● Goal of the exercise
Quote each of the following records verbatim, line for line.

● Records
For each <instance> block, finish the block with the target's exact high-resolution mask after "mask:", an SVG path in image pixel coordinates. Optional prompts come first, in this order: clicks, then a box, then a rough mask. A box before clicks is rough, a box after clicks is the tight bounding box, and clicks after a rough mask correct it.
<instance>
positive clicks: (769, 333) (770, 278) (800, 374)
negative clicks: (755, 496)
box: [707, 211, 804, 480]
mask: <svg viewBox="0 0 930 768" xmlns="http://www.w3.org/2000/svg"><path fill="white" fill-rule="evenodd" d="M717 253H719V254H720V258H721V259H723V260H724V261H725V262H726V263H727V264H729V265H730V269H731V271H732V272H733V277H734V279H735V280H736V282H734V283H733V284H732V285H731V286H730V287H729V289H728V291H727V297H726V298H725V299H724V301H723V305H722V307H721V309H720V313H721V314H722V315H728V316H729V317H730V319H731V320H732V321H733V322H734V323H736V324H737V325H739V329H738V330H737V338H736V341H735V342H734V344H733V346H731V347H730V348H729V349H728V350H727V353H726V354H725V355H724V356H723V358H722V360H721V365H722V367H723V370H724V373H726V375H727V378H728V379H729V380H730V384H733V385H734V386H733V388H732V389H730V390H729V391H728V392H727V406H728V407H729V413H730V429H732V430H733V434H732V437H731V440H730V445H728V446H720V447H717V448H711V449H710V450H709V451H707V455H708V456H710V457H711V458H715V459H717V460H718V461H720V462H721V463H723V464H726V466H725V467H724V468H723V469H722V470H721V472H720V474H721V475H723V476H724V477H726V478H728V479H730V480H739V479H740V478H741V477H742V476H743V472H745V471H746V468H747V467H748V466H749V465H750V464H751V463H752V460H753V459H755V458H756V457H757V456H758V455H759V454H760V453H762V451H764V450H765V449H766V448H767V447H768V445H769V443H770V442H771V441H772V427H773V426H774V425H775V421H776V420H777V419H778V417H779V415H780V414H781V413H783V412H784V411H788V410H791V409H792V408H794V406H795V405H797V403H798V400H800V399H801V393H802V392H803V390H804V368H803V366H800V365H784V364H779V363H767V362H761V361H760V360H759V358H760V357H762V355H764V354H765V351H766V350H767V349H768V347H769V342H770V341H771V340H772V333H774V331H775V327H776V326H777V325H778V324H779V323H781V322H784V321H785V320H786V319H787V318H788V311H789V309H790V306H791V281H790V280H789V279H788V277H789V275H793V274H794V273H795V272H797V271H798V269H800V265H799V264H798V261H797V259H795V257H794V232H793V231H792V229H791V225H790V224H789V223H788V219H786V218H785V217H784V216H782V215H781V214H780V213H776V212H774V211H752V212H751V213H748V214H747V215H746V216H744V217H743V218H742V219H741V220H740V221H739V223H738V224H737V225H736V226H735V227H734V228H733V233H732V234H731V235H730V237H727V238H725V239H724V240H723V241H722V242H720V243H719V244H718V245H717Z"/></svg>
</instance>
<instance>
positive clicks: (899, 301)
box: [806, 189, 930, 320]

● Result
For each <instance> block, finish the block with the target's exact high-resolution mask after "mask:", an SVG path in image pixel coordinates. Optional prompts come first, in this order: clicks, then a box, then a rough mask. A box before clicks is rough, a box after clicks is the tight bounding box, and clicks after a rough mask correct it.
<instance>
positive clicks: (769, 333) (770, 278) (800, 374)
negative clicks: (755, 496)
box: [707, 211, 804, 480]
mask: <svg viewBox="0 0 930 768" xmlns="http://www.w3.org/2000/svg"><path fill="white" fill-rule="evenodd" d="M717 253H719V254H720V258H721V259H723V260H724V261H725V262H726V263H727V264H729V265H730V269H731V271H732V272H733V277H734V279H735V280H736V282H734V283H733V284H732V285H731V286H730V287H729V289H728V291H727V297H726V298H725V299H724V301H723V305H722V307H721V309H720V313H721V314H722V315H728V316H729V317H730V319H731V320H732V321H733V322H734V323H736V324H737V325H739V329H738V330H737V338H736V341H735V342H734V344H733V346H731V347H730V348H729V349H728V350H727V353H726V354H725V355H724V356H723V358H722V360H721V365H722V367H723V370H724V373H726V375H727V378H728V379H729V380H730V384H733V385H734V386H733V388H732V389H730V390H729V391H728V392H727V406H728V407H729V413H730V429H732V430H733V434H732V437H731V440H730V445H728V446H720V447H717V448H711V449H710V450H709V451H707V455H708V456H710V457H711V458H715V459H717V460H718V461H720V462H721V463H723V464H726V466H725V467H724V468H723V469H722V470H721V472H720V474H721V475H723V476H724V477H726V478H728V479H730V480H739V479H740V478H741V477H742V476H743V472H745V471H746V468H747V467H748V466H749V465H750V464H751V463H752V460H753V459H755V458H756V457H757V456H758V455H759V454H760V453H762V451H764V450H765V449H766V448H767V447H768V445H769V443H770V442H771V441H772V427H773V426H774V425H775V421H776V420H777V419H778V417H779V415H780V414H781V413H783V412H784V411H788V410H791V409H792V408H794V406H795V405H797V403H798V400H800V399H801V393H802V392H803V390H804V368H803V366H800V365H784V364H779V363H767V362H761V361H760V360H759V358H760V357H762V355H764V354H765V351H766V350H767V349H768V347H769V342H770V341H771V340H772V333H774V331H775V327H776V326H777V325H778V324H779V323H781V322H784V321H785V320H786V319H787V318H788V311H789V309H790V306H791V281H790V280H789V279H788V277H789V275H793V274H794V273H795V272H797V271H798V269H800V265H799V264H798V261H797V259H795V257H794V232H793V231H792V229H791V225H790V224H789V223H788V219H786V218H785V217H784V216H782V215H781V214H780V213H776V212H774V211H752V212H751V213H748V214H747V215H746V216H744V217H743V218H742V219H741V220H740V221H739V223H738V224H737V225H736V226H735V227H734V228H733V233H732V234H731V235H730V237H727V238H725V239H724V240H723V241H722V242H720V243H719V244H718V245H717Z"/></svg>
</instance>
<instance>
positive clicks: (899, 301)
box: [806, 189, 930, 320]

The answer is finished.